:: Selected text ::
#####

Attachment in Group Psychotherapy
For individuals in the U.S. & U.S. territories
Patients in group therapy often struggle with interpersonal problems and difficulties regulating emotions. Group therapy is an ideal format for many such patients because it exposes them to ample feedback from the group and leader in a safe environment.
However, the specific needs of each member vary. Attachment theory offers an effective framework for determining how best to intervene with each member and the group as a whole.
This book applies attachment theory to group psychotherapy, explaining how group therapists can effectively work with members of different attachment styles. By understanding the needs of each member based on his or her attachment style, the leader can best foster corrective emotional exchanges that challenge members' maladaptive beliefs about themselves and others.
The chapters provide clinical guidance and case examples for numerous aspects of group therapy, including screening and preparing potential members, identifying individuals who are not good candidates for group therapy, and fostering here-and-now emotional experiences that help group members move toward positive change.
I. Theory and Empirical Research on Attachment and Group Psychotherapy
- An Overview of Attachment Theory and Its Application to Group Psychotherapy
- Measuring Group and Dyadic Adult Attachment Styles
- Attachment in Individual and Group Psychotherapy: Empirical Findings
II. Applications of Attachment to Group Practice
- Assembling the Group: Screening, Placing, and Preparing Group Members
- Processes That Foster Secure Attachment in Group Psychotherapy
- Treating the Preoccupied Group Member
- Treating the Dismissing-Avoidant Group Member
- Attachment and Special Group Populations: Eating Disorders, Substance Abuse, and Trauma
- Diversity in Group Psychotherapy: Attachment, Ethnicity, and Race
- Attachment, Loss, and Termination in Group Psychotherapy
- In-Depth Clinical Case Studies: Attachment Theory and Group Psychotherapy
Afterword: Closing Reflections on Attachment and Group Psychotherapy
Appendix: Group Therapy Questionnaire–S
About the Authors
Cheri L. Marmarosh, PhD, is a full-time associate professor of professional psychology at the George Washington University and a licensed psychologist.
She has published numerous empirical and theoretical articles that focus on how group and individual therapy facilitate change. She has supervised the research and clinical work of many doctoral students in the DC area. She is also an associate editor of Group Dynamics: Theory, Research, and Practice and on the editorial boards of the International Journal of Group Psychotherapy and Psychotherapy: Theory, Research, Practice, and Training.
Dr. Marmarosh is a faculty member in the Advanced Training Program in the Institute of Contemporary Psychotherapy and Psychoanalysis and on the steering committee of the Couple Program at the Washington Center for Psychoanalysis. She is a Fellow of APA Division 29 (Psychotherapy).
Dr. Marmarosh has a private practice in Washington, DC.
Rayna D. Markin, PhD, is an assistant professor of counseling at Villanova University and a licensed psychologist.

#####

:: Required work ::
According to the description of the book on attachment in group psychotherapy, at which university is Cheri L. Marmarosh a full-time associate professor?

#####

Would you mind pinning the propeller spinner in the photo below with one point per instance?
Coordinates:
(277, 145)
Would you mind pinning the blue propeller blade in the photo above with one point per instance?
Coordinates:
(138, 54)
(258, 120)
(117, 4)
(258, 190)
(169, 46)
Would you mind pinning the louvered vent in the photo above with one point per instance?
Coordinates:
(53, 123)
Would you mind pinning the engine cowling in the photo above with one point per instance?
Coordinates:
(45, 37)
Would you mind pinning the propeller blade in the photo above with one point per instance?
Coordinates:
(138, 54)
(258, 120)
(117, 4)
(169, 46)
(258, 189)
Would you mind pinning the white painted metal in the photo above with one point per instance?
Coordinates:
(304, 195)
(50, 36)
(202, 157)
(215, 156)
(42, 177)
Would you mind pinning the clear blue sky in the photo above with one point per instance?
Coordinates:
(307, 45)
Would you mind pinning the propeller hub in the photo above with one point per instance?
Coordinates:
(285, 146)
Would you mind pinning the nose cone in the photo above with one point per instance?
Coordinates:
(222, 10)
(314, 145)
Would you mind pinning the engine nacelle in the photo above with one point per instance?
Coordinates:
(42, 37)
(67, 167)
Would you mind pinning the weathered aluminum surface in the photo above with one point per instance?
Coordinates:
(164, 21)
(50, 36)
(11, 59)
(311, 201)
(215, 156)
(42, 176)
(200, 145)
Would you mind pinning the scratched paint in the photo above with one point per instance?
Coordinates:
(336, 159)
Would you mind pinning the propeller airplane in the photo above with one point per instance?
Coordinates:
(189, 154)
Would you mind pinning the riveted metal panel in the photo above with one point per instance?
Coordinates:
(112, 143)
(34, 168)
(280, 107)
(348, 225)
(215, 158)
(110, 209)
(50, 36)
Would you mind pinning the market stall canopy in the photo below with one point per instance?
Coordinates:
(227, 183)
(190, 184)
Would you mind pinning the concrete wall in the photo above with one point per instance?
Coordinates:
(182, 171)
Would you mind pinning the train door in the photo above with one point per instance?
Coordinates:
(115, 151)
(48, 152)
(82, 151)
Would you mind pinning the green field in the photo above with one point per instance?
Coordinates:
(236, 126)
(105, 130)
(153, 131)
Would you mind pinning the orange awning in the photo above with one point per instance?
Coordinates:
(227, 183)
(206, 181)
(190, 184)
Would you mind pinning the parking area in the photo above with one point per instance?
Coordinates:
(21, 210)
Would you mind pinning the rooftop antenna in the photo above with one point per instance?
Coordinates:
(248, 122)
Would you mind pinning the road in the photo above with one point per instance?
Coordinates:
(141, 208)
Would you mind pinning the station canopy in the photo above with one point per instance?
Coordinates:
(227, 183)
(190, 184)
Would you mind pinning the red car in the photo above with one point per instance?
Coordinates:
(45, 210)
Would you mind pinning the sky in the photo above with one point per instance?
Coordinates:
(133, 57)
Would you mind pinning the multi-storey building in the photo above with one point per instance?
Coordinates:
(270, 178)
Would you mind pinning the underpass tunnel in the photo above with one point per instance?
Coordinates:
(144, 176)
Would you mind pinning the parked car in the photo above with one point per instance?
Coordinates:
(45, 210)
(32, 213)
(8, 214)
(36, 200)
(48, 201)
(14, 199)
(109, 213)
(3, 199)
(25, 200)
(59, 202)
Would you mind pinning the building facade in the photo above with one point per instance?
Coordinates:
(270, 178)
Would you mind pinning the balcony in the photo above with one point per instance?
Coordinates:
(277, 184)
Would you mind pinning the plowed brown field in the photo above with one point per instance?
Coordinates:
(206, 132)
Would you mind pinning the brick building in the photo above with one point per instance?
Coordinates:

#####

:: Answer section ::
The George Washington University.